[Work order A] In the iron deficiency text below, translate this sentence into Spanish: "Ask whether your symptoms could fit iron deficiency even if hemoglobin is normal."
[Work order B] Carry on the iron deficiency text below, starting after its last sentence.

[Text block]
If you are considering any specific branded supplement, ask:

What form of iron is it, and how much elemental iron does it provide?
What evidence supports tolerability and effectiveness in people like you (pregnancy, heavy periods, inflammatory disease)?
How will you track response (repeat hemoglobin and ferritin, and when)?

How long do you need iron?

Sometimes it is short-term.

If iron deficiency is related to a temporary event (for example, surgery with blood loss), supplementation may be time-limited. If the cause is ongoing (for example, heavy menstrual bleeding), some people may need longer-term strategies, including periodic supplementation and addressing the source of blood loss.

Expert Q&A

Q: Why do some people need iron for months, while others need it long-term?

A: It depends on whether the iron deficit is a one-time event or an ongoing imbalance. If you are losing iron every month through heavy periods, you may stay in a net negative balance unless intake and absorption consistently exceed losses.

The practical approach is to confirm the cause, treat what is treatable (like heavy bleeding or GI blood loss), and recheck labs to see whether stores are actually rebuilding.

Dr. Brad Weining, MD (as featured in the video)

A step-by-step plan to discuss with your clinician

This is not a prescription, it is a structured way to move from symptoms to answers.

Start with the right question. Ask whether your symptoms could fit iron deficiency even if hemoglobin is normal.

Request the right labs for your situation. Many people start with CBC, then add ferritin. If you have inflammation or chronic disease, ask whether transferrin saturation should be added.

Find the “why,” not only the number. If iron is low, discuss likely causes, menstrual loss, pregnancy demands, diet pattern, GI symptoms, recent surgery, and chronic inflammatory diseases.

Choose a tolerable iron strategy and set a recheck date. If oral iron causes GI effects, discuss alternatives, dosing schedules, or IV iron when appropriate. Plan follow-up labs so you know whether you are replenishing stores, not just feeling slightly better.

Key Takeaways

Do not stop at hemoglobin. This video’s core message is that iron deficiency can cause symptoms before anemia shows up on a CBC.

[The data]
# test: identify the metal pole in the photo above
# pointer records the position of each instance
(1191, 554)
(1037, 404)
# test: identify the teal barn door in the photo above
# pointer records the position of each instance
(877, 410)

[Exercise answer A] Pregunte si sus síntomas podrían corresponder a una deficiencia de hierro aunque la hemoglobina sea normal.

[Exercise answer B]
Ferritin is the key screening test for iron stores. If it is not checked, iron deficiency can be missed.
Inflammation can distort ferritin. In conditions like rheumatoid arthritis or Crohn’s disease, transferrin saturation may help clarify iron status.
Women are disproportionately affected. Menstruation and pregnancy can create a persistent negative iron balance, and addressing it can matter for energy and pregnancy outcomes.
Treatment is a tradeoff. Standard oral iron is cheap but often hard to tolerate, IV iron is fast but requires monitoring, and newer oral forms aim to improve absorption and side effects.

Frequently Asked Questions

Can I be iron deficient even if my hemoglobin is normal?
Yes. The video emphasizes that symptoms like fatigue and brain fog can appear during iron deficiency before hemoglobin drops into the anemia range. Asking about ferritin testing can help assess iron stores.
What lab tests should I ask about for suspected low iron?
A CBC checks hemoglobin, but ferritin helps assess iron stores. If you have inflammation or chronic disease, transferrin saturation may be useful because ferritin can be falsely normal or high.
Why does oral iron upset my stomach?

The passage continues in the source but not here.